▶ SEZIONE DEL TESTO
Josè Mourinho, sin da quando è salito agli onori della cronaca vincendo la sua prima Champions League con il Porto, nel lontano 2004, si è sempre portato dietro un’incrollabile schiera di ammiratori e un altrettanto agguerrito manipolo di denigratori – capire dove stiano i più, sarebbe un interessante soggetto di studio. Non avendo però gli strumenti per campionare l’intera popolazione calcistica mondiale, posso solo limitarmi a portare avanti qualche breve riflessione su quale sia stato l’apporto di Mourinho a livello di comunicazione sportiva.

 

In principio, era l’amore.

 

Prima dell’avvento del mago di Setubal, il mondo del calcio internazionale era popolato, con le dovute eccezioni, da serafici personaggi abbottonati che si limitavano a commentare le partite dal punto di vista tecnico-tattico; polemizzando magari con le decisioni arbitrali o dissentendo qua e là sulle analisi di giornalisti e avversari, ma sempre secondo i dettami del ‘politically correct’. Anche negli anni d’oro del nostro calcio, il massimo del vituperio poteva essere rappresentato da qualche insinuazione garbata del vulcanico maestro Zeman o dalla semplice grammatica compromessa di un Trapattoni, ma mai che qualcuno si scagliasse di petto contro un avversario, un’associazione, o un paese. José Mourinho sì. José Mourinho ha stravolto questo equilibrio, introducendo nel calcio un nuovo modo di comunicare. Con lui, le interviste post-partita sono diventate spettacoli d’avanguardia teatrale, spesso modellati attorno allo stereotipo classico della fabula: Noi (il bene), contro Loro (il male). La giustizia contro la corruzione. I buoni contro i cattivi. Con Mourinho, la guerra è entrata nello sport, e lo sport è entrato in guerra.

▶ DATI FORNITI

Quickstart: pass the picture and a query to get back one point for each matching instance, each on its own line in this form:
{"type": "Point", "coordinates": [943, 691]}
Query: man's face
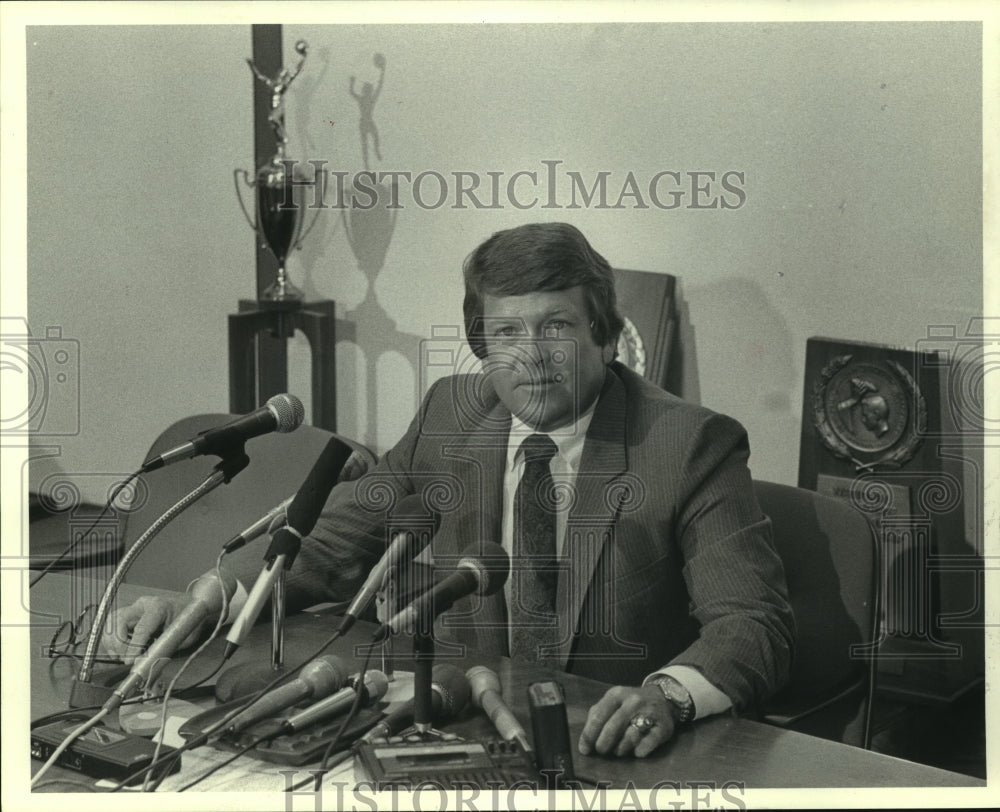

▶ ISTRUZIONI OPERATIVE
a - In che anno Mourinho ha vinto la sua prima Champions League con il Porto, secondo il brano su Mourinho?
b - Per favore, trascrivi dal brano su Mourinho il passo che inizia con le parole "Josè Mourinho, sin" e termina dopo le parole "di comunicazione sportiva.".

▶ SOLUZIONI
a - Nel 2004.

b -
Josè Mourinho, sin da quando è salito agli onori della cronaca vincendo la sua prima Champions League con il Porto, nel lontano 2004, si è sempre portato dietro un’incrollabile schiera di ammiratori e un altrettanto agguerrito manipolo di denigratori – capire dove stiano i più, sarebbe un interessante soggetto di studio. Non avendo però gli strumenti per campionare l’intera popolazione calcistica mondiale, posso solo limitarmi a portare avanti qualche breve riflessione su quale sia stato l’apporto di Mourinho a livello di comunicazione sportiva.